SUPPLIED INFORMATION
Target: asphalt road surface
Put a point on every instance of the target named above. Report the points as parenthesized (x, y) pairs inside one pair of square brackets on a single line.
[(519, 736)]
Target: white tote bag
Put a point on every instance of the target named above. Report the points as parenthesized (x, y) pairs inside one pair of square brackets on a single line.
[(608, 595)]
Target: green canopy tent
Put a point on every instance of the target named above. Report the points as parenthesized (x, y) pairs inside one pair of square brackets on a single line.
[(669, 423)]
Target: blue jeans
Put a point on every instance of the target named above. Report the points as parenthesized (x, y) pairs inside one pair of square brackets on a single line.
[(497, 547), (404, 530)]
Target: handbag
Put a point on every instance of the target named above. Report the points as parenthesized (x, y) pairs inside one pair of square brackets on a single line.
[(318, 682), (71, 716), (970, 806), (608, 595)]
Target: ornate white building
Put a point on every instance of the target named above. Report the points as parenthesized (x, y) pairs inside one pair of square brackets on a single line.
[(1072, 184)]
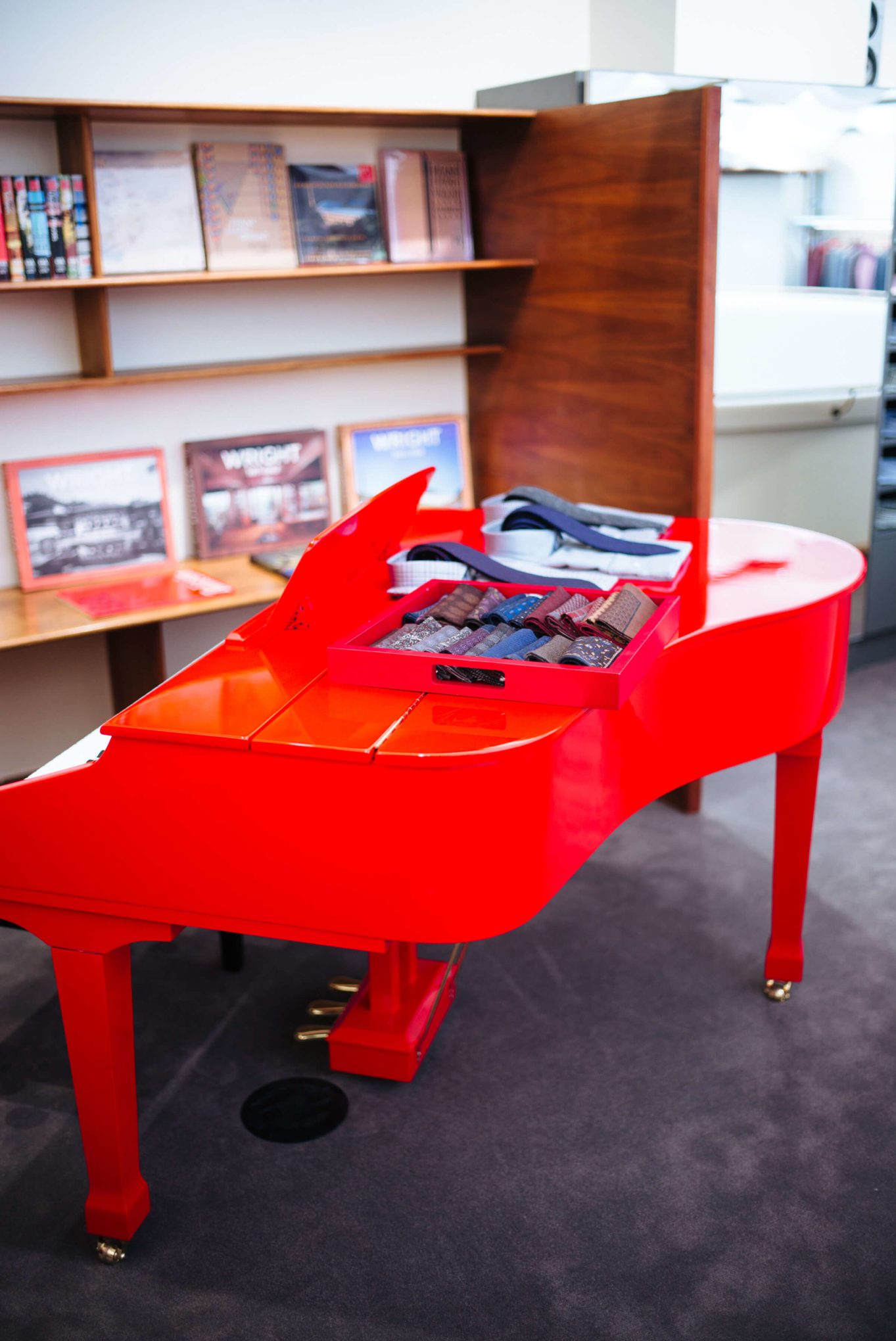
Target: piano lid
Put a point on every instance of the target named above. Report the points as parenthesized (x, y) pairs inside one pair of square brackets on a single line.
[(237, 688)]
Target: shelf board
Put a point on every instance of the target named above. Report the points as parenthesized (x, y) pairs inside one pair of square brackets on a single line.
[(223, 277), (41, 109), (300, 364)]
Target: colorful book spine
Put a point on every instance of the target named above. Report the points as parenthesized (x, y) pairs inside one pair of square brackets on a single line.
[(23, 215), (54, 225), (11, 229), (69, 235), (39, 228), (82, 227)]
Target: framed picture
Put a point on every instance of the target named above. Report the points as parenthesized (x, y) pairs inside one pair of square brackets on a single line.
[(268, 491), (377, 455), (77, 518)]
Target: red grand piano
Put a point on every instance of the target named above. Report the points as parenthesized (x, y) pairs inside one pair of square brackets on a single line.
[(348, 773)]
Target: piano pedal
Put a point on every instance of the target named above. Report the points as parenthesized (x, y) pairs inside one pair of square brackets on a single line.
[(345, 985), (110, 1252)]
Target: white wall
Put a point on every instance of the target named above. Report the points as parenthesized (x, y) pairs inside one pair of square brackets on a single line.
[(799, 41)]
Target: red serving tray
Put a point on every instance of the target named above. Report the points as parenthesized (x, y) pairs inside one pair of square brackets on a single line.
[(354, 661)]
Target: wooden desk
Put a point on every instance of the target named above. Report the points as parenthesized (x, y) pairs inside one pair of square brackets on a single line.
[(133, 640)]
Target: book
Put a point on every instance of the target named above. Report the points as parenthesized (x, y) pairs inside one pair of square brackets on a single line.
[(82, 227), (81, 517), (69, 233), (23, 215), (39, 228), (11, 229), (403, 185), (259, 492), (448, 199), (336, 214), (148, 212), (245, 203), (53, 196), (379, 455)]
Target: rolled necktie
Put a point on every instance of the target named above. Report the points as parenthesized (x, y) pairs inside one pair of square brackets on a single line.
[(527, 652), (408, 634), (536, 517), (590, 652), (440, 640), (456, 605), (514, 609), (553, 651), (621, 615), (592, 515), (490, 598), (561, 619), (517, 642), (451, 552), (537, 616)]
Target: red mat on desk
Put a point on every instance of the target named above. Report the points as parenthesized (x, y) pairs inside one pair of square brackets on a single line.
[(179, 588)]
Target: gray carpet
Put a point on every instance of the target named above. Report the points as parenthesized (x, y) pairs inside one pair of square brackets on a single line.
[(615, 1136)]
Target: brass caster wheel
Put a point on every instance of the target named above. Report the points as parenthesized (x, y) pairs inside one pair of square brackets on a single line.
[(310, 1035), (110, 1252), (345, 985)]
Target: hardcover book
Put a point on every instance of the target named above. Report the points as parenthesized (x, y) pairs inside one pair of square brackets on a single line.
[(23, 215), (82, 227), (259, 492), (39, 228), (69, 233), (403, 183), (379, 455), (245, 202), (54, 224), (148, 212), (11, 228), (448, 196), (83, 517), (336, 214)]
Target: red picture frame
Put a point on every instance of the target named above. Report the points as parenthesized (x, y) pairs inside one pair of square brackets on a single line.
[(76, 522)]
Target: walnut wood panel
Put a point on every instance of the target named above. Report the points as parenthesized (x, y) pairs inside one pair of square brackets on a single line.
[(605, 388), (251, 114), (242, 277)]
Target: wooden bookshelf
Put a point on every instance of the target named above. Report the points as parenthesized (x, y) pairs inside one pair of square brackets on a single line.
[(191, 372)]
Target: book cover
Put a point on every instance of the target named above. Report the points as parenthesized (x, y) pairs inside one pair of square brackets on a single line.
[(11, 229), (448, 197), (54, 224), (336, 214), (148, 212), (23, 215), (39, 228), (403, 184), (69, 233), (379, 455), (259, 492), (94, 515), (245, 203), (82, 227)]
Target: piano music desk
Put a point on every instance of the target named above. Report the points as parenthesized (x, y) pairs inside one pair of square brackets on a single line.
[(369, 793)]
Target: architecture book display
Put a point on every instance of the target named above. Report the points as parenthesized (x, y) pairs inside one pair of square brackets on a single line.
[(264, 491)]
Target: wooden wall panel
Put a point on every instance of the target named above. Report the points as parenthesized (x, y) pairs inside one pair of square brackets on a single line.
[(605, 389)]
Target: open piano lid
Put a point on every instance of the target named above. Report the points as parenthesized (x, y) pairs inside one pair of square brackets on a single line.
[(341, 580)]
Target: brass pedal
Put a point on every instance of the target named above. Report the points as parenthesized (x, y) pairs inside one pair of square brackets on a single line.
[(345, 985), (326, 1008)]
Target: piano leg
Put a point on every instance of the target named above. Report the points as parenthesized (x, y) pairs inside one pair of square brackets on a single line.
[(389, 1023), (795, 782), (94, 994)]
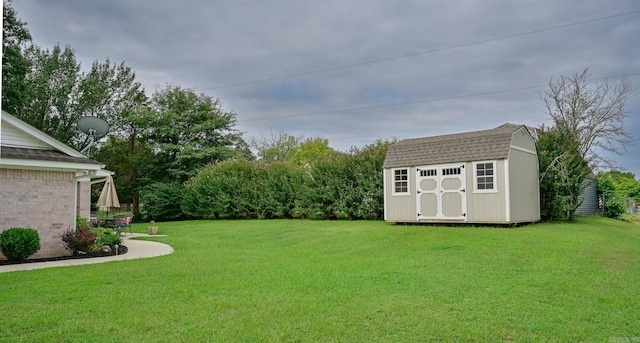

TASK REQUIREMENTS
Starting at the beginning of the records above and ending at the line containing "[(497, 547), (404, 530)]", write out every line again, including both ends and the instructions, with each coordinate in the answers shifted up by 143.

FINISHED EXERCISE
Target: asphalt road surface
Put a point on every instance of the target named above. Report the points as parenthesized (x, y) pairs inside one pair of square brackets on a single line.
[(662, 879)]
Target: white tote bag
Put a point on every instance of the target named above. Report the points as parenthesized (x, y) pairs inside one pair of square brackets on a single line.
[(751, 738)]
Target: green canopy tent
Put a point on every instance of the target named above. Report the points as parenthesized (x, y) pairs inside one pair of square brackets on a single line.
[(812, 566)]
Target: blue jeans
Put a point on every instance of the target named above. Report the points as parenthesized (x, y) pairs inside one pair of square brackets on a single line.
[(640, 690), (547, 673)]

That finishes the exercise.